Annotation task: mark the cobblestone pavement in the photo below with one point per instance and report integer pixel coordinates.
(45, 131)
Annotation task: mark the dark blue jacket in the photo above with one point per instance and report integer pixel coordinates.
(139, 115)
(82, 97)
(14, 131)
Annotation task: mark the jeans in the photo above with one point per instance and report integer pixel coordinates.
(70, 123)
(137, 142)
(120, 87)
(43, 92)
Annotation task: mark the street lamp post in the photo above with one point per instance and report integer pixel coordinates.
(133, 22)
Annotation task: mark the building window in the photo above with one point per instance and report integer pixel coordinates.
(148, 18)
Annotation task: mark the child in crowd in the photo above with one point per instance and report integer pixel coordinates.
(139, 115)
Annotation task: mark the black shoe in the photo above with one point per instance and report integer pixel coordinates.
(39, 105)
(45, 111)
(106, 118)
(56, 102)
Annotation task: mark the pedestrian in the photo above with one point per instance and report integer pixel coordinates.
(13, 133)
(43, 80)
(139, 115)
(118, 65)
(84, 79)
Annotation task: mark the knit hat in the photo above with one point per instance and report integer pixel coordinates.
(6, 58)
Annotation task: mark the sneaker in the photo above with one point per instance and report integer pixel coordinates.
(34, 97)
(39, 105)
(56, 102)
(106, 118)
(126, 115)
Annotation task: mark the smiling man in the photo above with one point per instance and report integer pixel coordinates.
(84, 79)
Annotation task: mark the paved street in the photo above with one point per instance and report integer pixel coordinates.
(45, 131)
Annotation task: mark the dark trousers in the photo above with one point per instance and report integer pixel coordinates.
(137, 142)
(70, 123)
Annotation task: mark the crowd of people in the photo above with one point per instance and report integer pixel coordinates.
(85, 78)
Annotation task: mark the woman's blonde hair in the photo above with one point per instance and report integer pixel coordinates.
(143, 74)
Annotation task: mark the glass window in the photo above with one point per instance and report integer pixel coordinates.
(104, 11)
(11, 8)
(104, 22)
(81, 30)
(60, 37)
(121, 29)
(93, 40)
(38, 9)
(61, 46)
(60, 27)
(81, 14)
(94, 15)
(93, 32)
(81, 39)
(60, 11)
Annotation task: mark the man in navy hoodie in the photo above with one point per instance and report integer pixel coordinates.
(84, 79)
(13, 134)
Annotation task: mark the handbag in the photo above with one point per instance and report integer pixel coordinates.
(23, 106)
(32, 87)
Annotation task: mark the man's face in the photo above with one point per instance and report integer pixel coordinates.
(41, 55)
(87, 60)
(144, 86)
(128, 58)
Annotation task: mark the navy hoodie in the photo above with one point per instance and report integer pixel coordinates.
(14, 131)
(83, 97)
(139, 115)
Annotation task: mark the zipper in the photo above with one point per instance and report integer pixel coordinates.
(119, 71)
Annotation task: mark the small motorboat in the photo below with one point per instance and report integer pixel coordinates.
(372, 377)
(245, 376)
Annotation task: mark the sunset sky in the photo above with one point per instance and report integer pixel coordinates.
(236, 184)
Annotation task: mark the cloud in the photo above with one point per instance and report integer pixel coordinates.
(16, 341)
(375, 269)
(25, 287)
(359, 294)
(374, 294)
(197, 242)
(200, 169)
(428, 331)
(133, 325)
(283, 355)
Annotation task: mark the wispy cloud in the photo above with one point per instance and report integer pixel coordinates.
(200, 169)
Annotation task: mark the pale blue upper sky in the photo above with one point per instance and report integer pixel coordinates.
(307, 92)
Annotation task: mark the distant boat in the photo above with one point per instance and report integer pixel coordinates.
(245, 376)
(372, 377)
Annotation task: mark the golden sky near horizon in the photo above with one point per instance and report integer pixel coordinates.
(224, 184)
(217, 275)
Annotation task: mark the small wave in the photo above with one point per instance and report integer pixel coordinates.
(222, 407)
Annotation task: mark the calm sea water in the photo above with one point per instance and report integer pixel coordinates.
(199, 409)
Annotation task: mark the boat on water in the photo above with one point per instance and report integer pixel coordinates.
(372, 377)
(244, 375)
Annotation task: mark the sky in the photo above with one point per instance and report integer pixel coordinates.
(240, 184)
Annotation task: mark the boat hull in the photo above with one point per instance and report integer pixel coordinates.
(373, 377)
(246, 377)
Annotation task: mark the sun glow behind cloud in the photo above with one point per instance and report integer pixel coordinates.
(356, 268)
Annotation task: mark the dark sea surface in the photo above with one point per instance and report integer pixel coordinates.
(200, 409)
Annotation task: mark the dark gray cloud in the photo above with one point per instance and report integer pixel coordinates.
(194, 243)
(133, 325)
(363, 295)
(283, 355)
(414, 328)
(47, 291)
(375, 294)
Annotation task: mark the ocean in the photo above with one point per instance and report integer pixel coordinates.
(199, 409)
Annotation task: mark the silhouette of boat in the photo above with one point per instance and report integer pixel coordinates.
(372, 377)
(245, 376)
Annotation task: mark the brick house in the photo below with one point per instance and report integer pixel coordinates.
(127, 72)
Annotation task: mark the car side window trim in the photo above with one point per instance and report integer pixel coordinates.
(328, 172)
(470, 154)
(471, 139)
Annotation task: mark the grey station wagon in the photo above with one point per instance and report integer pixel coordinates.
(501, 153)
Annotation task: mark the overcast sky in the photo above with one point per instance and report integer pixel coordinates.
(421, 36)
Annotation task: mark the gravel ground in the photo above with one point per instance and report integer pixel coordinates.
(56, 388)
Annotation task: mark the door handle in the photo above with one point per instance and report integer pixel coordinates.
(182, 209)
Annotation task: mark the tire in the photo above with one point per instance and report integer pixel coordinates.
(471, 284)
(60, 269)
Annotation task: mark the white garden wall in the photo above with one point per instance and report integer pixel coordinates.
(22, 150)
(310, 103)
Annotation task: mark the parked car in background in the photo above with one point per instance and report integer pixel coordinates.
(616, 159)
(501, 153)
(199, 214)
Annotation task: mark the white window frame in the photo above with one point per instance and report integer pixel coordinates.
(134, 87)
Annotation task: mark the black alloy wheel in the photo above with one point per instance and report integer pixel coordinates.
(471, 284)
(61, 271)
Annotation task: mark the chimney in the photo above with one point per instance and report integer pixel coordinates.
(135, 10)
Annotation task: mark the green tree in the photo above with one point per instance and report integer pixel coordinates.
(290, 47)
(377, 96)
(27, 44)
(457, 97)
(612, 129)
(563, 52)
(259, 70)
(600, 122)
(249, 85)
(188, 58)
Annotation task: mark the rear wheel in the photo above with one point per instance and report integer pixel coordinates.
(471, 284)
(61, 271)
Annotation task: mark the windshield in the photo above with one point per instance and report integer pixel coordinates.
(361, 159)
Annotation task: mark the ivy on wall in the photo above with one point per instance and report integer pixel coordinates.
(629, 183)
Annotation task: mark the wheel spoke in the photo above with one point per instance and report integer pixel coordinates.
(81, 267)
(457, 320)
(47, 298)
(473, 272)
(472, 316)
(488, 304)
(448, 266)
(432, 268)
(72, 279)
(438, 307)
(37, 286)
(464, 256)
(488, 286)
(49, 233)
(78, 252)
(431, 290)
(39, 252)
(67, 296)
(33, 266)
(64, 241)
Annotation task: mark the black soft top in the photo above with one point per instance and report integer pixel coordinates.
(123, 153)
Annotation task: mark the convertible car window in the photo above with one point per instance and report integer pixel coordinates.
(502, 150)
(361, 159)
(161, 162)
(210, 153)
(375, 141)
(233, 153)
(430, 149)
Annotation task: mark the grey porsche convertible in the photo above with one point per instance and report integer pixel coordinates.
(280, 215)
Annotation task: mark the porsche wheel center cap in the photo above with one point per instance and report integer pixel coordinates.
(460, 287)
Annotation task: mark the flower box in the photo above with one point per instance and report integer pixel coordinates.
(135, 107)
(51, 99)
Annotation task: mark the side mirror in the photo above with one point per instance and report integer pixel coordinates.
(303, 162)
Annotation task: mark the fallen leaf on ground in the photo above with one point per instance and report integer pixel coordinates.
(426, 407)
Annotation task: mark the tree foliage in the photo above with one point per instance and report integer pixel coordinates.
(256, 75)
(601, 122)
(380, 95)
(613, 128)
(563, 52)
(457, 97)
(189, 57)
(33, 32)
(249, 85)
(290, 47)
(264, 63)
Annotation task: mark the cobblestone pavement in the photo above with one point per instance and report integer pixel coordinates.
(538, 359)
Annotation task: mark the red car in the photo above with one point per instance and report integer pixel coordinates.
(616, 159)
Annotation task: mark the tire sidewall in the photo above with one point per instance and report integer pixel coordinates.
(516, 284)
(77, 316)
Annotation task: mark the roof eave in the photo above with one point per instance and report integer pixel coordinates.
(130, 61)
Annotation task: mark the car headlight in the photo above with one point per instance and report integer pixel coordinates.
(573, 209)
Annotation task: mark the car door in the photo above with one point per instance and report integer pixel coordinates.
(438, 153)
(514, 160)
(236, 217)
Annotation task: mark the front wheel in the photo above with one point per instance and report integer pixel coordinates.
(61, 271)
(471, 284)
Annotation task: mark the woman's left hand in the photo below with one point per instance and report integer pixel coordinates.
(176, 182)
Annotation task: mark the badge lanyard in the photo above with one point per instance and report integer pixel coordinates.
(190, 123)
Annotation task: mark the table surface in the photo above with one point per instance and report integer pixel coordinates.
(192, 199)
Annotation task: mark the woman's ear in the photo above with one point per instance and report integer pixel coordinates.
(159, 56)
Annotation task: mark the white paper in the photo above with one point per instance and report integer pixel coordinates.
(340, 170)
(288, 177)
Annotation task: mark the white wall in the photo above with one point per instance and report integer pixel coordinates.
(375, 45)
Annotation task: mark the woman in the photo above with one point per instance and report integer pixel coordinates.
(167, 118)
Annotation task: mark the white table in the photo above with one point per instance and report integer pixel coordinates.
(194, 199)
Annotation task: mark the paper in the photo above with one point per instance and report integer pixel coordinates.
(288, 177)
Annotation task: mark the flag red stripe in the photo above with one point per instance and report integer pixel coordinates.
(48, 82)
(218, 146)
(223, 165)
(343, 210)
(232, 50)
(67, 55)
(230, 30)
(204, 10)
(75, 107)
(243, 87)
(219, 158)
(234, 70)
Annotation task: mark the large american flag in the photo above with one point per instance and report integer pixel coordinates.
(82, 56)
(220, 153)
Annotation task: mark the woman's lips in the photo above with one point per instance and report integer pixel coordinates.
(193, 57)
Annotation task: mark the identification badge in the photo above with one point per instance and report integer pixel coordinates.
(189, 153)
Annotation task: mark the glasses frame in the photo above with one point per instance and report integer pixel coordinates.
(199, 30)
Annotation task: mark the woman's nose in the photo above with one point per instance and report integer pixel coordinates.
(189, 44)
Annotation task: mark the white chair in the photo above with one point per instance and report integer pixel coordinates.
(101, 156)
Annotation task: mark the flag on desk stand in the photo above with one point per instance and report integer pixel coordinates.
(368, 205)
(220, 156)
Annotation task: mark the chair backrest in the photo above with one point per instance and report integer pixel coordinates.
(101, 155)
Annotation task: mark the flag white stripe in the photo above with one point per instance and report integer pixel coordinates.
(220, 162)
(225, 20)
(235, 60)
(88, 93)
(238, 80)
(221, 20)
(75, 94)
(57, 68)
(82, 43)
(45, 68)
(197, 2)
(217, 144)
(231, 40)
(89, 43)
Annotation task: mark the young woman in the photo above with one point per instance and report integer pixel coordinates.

▬▬▬

• [Task prompt]: Restate exactly, and only, the line containing "Annotation task: mark the flag white" together with all lines after it to the end of the material.

• [Worked solution]:
Annotation task: mark the flag white stripe in the photo above with one point per instance and report integer pixel coordinates.
(220, 162)
(225, 20)
(235, 60)
(88, 93)
(238, 80)
(221, 20)
(75, 94)
(57, 68)
(82, 43)
(45, 68)
(197, 2)
(217, 144)
(231, 40)
(89, 43)
Annotation task: mark the young woman in the photo above with one point per instance and report integer pixel coordinates.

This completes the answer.